# What you are asked to do:
Please copy, with no word changed, only the run of lines that opens with the line containing "Query: denim shorts" and closes with the last line below.

# Records from a collection:
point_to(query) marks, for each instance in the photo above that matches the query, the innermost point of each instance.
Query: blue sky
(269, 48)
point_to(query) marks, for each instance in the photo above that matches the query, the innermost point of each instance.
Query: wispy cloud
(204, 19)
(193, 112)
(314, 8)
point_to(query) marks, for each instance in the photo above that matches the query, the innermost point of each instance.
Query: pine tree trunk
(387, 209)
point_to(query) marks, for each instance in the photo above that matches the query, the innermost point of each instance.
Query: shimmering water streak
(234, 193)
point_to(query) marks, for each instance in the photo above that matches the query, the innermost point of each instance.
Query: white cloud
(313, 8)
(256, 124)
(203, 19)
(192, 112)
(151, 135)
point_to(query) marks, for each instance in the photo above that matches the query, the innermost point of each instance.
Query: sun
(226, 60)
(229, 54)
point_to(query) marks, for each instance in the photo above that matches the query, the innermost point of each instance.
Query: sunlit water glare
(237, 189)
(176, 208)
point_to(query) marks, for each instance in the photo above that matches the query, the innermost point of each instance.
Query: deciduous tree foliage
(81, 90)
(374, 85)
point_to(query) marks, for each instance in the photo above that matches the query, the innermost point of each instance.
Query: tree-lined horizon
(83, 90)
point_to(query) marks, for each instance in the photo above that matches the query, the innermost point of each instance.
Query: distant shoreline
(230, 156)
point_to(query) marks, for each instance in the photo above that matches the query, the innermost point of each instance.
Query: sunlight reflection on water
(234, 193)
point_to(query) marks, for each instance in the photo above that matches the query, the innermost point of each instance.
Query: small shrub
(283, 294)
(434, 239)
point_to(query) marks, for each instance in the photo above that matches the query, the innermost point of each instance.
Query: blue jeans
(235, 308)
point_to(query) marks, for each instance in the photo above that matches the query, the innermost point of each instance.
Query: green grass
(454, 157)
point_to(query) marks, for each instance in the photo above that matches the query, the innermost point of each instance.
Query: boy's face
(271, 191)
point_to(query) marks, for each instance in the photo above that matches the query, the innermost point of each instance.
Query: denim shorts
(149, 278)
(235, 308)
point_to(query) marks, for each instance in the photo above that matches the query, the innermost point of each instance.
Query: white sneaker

# Answer to the exercise:
Query: denim shorts
(149, 278)
(235, 308)
point_to(query) marks, for each instance in the photo above that matches the query, the innermost point of each instance.
Query: white sneaker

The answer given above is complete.